Report how many lines of the listing below contain the string "pole". Give only the number.

A data block:
━━━━━━━━━━━━━━━━
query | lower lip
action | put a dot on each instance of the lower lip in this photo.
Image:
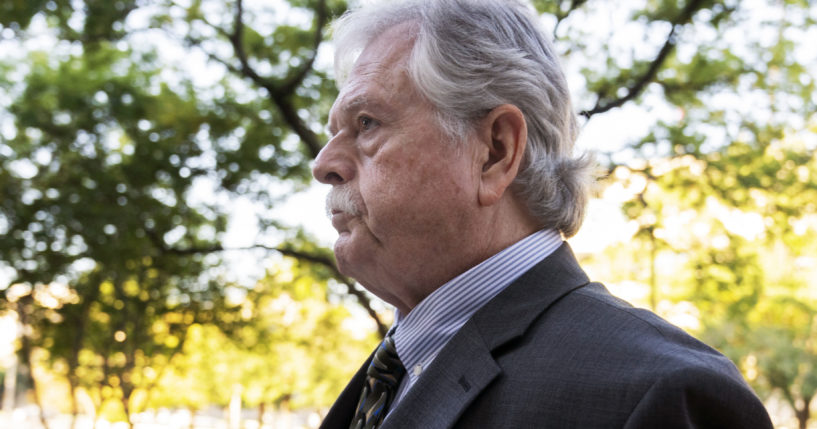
(340, 220)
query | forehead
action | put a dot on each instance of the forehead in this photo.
(380, 73)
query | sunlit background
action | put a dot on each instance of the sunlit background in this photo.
(165, 258)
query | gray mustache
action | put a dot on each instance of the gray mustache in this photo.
(341, 198)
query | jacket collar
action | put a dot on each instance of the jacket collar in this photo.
(452, 382)
(466, 365)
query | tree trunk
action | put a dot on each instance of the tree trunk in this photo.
(27, 350)
(10, 386)
(803, 414)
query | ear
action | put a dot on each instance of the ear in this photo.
(503, 134)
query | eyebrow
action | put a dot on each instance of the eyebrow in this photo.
(358, 103)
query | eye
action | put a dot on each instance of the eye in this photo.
(365, 123)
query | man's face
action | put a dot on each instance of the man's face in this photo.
(409, 191)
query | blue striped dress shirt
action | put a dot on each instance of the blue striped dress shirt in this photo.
(420, 335)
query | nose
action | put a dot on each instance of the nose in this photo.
(333, 165)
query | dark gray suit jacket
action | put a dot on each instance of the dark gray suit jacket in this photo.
(555, 351)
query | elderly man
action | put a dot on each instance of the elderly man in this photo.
(453, 184)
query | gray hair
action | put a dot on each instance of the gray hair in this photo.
(471, 56)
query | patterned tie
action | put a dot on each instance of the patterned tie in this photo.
(382, 379)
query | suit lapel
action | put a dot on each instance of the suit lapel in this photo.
(342, 411)
(448, 385)
(466, 365)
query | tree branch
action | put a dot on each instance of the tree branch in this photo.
(574, 4)
(641, 83)
(321, 16)
(280, 96)
(322, 260)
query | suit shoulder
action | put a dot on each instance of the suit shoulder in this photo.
(599, 321)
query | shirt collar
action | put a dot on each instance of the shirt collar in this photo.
(420, 335)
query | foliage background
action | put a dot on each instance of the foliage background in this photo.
(138, 138)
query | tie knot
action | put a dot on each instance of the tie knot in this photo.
(386, 365)
(382, 380)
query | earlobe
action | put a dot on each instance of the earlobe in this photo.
(504, 133)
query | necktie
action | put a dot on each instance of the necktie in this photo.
(382, 379)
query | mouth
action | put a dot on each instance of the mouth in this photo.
(340, 220)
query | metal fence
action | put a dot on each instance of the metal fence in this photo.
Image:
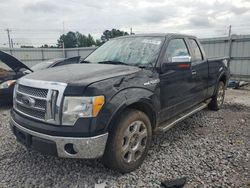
(235, 47)
(32, 56)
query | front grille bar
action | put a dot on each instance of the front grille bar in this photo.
(52, 102)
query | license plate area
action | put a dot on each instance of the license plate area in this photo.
(23, 137)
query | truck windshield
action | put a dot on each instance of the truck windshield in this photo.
(135, 51)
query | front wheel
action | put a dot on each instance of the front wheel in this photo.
(218, 100)
(128, 142)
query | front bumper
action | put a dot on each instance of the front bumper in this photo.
(68, 147)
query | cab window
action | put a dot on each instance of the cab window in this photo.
(176, 47)
(197, 52)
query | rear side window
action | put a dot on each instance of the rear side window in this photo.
(176, 47)
(196, 50)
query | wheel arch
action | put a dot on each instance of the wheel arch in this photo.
(143, 105)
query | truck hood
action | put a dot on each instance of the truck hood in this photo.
(12, 62)
(82, 74)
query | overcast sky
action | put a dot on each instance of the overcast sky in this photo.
(35, 22)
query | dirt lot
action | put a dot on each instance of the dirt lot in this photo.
(211, 149)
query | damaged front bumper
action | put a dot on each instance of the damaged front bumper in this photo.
(68, 147)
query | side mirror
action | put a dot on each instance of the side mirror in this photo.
(177, 63)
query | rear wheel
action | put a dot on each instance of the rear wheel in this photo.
(128, 142)
(218, 100)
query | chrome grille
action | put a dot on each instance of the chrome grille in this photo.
(34, 100)
(39, 103)
(33, 91)
(31, 112)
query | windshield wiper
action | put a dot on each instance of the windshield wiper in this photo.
(113, 62)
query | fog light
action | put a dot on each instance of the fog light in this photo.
(69, 148)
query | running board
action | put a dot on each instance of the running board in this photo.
(170, 123)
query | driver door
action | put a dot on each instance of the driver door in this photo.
(175, 82)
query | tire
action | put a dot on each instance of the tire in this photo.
(128, 142)
(218, 99)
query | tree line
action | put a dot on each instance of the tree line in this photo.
(77, 39)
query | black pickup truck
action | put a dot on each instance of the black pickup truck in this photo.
(110, 105)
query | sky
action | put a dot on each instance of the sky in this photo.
(37, 22)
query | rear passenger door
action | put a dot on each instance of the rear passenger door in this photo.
(199, 69)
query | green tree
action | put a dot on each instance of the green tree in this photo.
(98, 42)
(108, 34)
(84, 41)
(69, 40)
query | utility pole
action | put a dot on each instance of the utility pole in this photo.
(230, 43)
(63, 40)
(230, 31)
(8, 32)
(12, 44)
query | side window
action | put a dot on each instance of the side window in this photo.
(196, 50)
(176, 47)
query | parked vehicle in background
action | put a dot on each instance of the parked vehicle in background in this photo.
(12, 69)
(110, 105)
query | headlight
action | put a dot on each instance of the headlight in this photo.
(76, 107)
(7, 84)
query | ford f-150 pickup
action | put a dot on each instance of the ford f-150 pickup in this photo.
(110, 105)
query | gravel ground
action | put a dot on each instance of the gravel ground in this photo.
(211, 149)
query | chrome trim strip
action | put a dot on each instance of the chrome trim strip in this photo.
(28, 115)
(33, 96)
(87, 147)
(31, 107)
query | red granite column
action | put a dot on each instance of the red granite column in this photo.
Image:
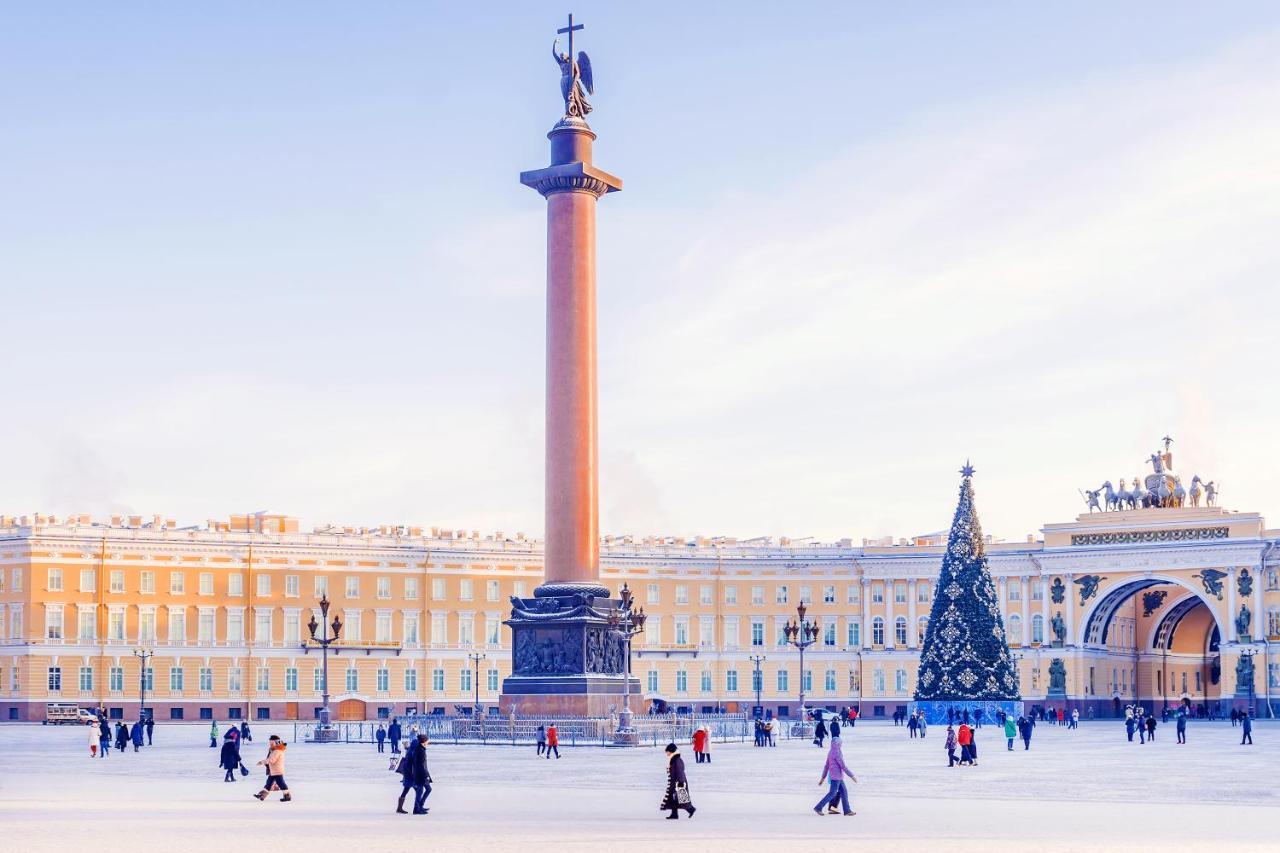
(571, 186)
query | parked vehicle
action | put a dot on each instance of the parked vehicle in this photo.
(58, 714)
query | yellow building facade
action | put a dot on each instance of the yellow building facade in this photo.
(1138, 605)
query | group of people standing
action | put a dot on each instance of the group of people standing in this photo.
(101, 735)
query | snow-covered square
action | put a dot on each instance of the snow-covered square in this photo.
(1073, 790)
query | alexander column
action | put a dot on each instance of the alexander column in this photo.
(566, 660)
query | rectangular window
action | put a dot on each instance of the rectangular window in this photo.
(54, 621)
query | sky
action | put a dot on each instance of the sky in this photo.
(277, 256)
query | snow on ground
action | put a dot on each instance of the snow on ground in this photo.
(1074, 790)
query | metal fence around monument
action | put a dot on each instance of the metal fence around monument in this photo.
(654, 730)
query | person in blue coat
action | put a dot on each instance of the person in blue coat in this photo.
(393, 734)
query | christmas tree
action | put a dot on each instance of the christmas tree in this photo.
(965, 655)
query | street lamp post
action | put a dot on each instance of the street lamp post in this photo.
(324, 733)
(626, 624)
(758, 680)
(144, 655)
(801, 634)
(475, 679)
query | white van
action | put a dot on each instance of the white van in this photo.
(58, 714)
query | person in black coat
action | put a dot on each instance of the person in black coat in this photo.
(393, 734)
(229, 758)
(677, 785)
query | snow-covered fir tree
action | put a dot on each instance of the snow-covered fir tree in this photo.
(965, 653)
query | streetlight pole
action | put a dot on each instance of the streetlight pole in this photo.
(323, 733)
(626, 624)
(758, 680)
(801, 634)
(145, 656)
(475, 678)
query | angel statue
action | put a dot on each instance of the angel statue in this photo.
(575, 81)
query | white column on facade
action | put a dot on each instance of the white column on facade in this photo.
(867, 615)
(1027, 619)
(1069, 606)
(910, 619)
(1232, 607)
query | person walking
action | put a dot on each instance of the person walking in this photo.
(677, 785)
(229, 757)
(833, 772)
(393, 734)
(964, 737)
(274, 763)
(699, 740)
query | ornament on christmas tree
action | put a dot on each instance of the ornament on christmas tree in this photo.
(965, 656)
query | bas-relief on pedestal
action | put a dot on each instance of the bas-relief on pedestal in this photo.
(565, 657)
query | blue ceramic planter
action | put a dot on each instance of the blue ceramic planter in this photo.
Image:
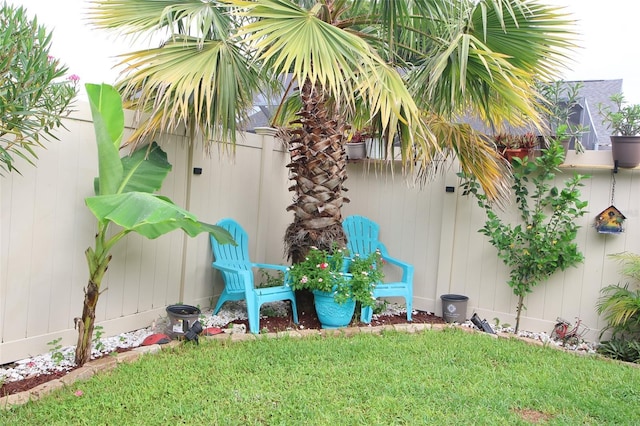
(330, 313)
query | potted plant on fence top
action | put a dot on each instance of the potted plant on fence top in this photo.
(510, 145)
(337, 282)
(559, 98)
(624, 123)
(356, 146)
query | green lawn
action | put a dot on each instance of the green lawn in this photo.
(433, 377)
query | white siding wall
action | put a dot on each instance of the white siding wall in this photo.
(46, 227)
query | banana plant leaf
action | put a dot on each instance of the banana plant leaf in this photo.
(150, 215)
(125, 185)
(108, 124)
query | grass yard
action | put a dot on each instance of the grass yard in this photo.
(433, 377)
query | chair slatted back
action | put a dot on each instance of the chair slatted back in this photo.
(236, 257)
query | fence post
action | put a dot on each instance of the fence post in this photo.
(264, 198)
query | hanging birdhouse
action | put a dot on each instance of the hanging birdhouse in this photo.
(610, 221)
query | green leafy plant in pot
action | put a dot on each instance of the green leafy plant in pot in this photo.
(620, 306)
(624, 123)
(348, 280)
(558, 99)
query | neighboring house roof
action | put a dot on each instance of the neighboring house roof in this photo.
(592, 94)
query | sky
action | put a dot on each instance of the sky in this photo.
(607, 38)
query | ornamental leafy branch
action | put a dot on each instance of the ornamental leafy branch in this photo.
(542, 239)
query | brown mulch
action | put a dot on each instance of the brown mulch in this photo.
(307, 320)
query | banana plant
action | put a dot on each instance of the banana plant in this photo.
(125, 197)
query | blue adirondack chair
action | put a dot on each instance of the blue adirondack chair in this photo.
(237, 272)
(362, 238)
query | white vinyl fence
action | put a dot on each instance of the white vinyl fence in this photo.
(46, 228)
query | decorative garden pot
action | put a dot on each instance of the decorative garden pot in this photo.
(626, 150)
(330, 313)
(356, 150)
(181, 318)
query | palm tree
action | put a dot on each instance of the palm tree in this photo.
(408, 70)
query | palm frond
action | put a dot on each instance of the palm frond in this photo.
(210, 83)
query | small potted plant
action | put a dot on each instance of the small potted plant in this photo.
(624, 123)
(559, 98)
(356, 146)
(511, 146)
(337, 282)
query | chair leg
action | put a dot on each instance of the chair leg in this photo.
(294, 310)
(366, 313)
(253, 313)
(223, 298)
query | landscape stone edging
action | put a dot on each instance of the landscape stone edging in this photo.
(109, 363)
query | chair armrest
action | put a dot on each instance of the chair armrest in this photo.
(407, 269)
(282, 268)
(233, 270)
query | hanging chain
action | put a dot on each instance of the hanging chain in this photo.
(613, 186)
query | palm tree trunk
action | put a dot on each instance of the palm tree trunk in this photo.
(318, 168)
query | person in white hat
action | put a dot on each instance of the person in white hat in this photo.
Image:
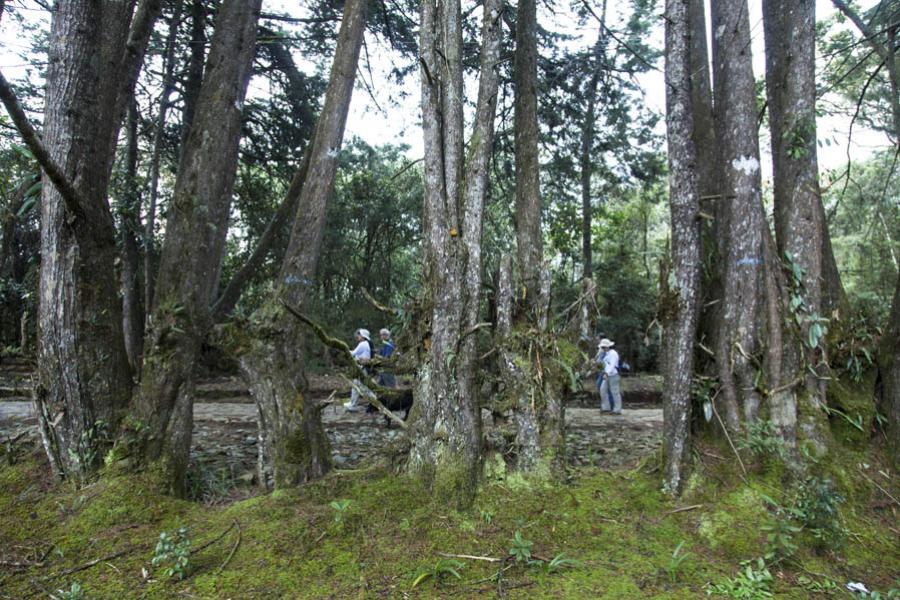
(610, 392)
(362, 354)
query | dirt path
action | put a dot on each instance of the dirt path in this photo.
(225, 434)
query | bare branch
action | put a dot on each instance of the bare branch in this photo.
(72, 199)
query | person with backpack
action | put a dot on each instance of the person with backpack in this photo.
(362, 354)
(610, 389)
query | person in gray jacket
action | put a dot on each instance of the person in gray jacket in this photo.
(610, 389)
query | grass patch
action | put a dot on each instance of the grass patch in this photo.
(394, 539)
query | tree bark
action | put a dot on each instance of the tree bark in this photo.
(740, 230)
(540, 434)
(194, 76)
(799, 228)
(889, 369)
(684, 297)
(194, 244)
(132, 305)
(588, 286)
(446, 420)
(168, 86)
(83, 381)
(293, 448)
(528, 193)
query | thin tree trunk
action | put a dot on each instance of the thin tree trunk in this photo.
(194, 78)
(12, 305)
(740, 232)
(889, 369)
(684, 296)
(445, 433)
(83, 378)
(588, 287)
(192, 251)
(168, 84)
(799, 229)
(540, 435)
(293, 448)
(529, 243)
(132, 305)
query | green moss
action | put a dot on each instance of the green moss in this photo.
(619, 525)
(853, 410)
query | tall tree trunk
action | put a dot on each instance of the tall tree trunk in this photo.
(709, 186)
(298, 98)
(446, 422)
(132, 305)
(740, 225)
(168, 84)
(540, 433)
(588, 287)
(193, 248)
(684, 297)
(83, 378)
(529, 243)
(11, 304)
(194, 76)
(799, 229)
(293, 447)
(889, 369)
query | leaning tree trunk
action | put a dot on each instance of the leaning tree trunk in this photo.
(588, 285)
(540, 432)
(446, 422)
(529, 245)
(130, 216)
(683, 298)
(740, 227)
(293, 448)
(192, 251)
(799, 229)
(889, 369)
(168, 86)
(83, 381)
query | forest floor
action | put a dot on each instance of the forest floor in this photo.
(607, 531)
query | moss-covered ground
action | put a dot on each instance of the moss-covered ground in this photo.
(618, 526)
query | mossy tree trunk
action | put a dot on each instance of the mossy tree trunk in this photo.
(740, 219)
(83, 381)
(293, 446)
(445, 431)
(684, 297)
(799, 228)
(194, 245)
(889, 368)
(526, 355)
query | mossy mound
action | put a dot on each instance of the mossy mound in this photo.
(852, 409)
(618, 526)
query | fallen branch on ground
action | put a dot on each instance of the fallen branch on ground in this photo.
(97, 561)
(469, 556)
(370, 395)
(684, 509)
(346, 354)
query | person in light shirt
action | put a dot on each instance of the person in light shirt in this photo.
(362, 354)
(610, 390)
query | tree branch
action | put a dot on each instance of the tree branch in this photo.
(232, 293)
(344, 350)
(72, 199)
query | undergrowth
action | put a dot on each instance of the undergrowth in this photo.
(371, 534)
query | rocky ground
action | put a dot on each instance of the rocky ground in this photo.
(225, 428)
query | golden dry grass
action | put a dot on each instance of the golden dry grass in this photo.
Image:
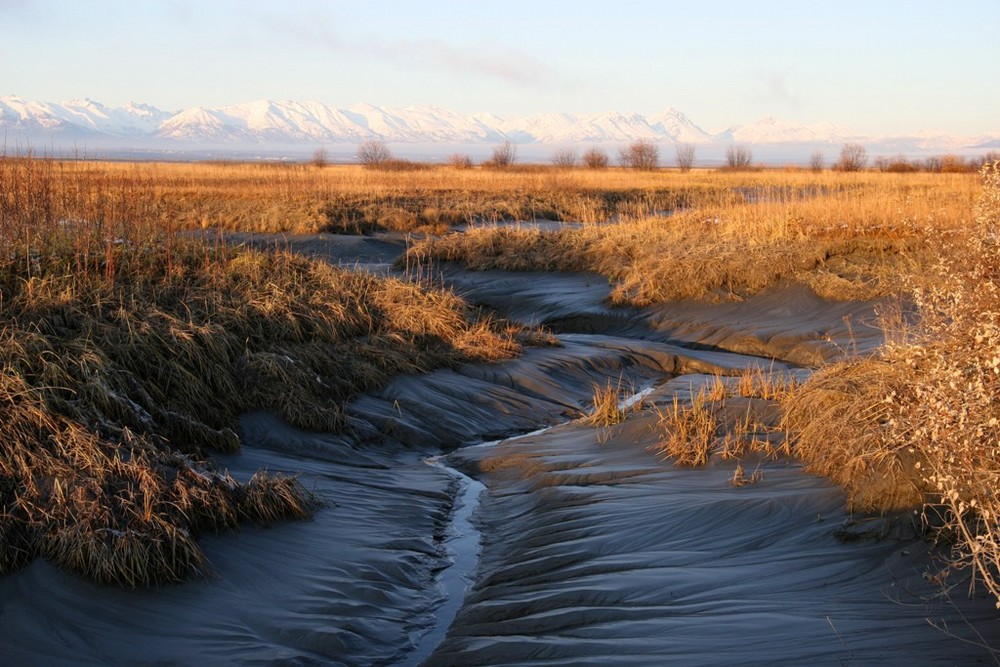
━━━━━━━━━━━━━━━━
The reply: 4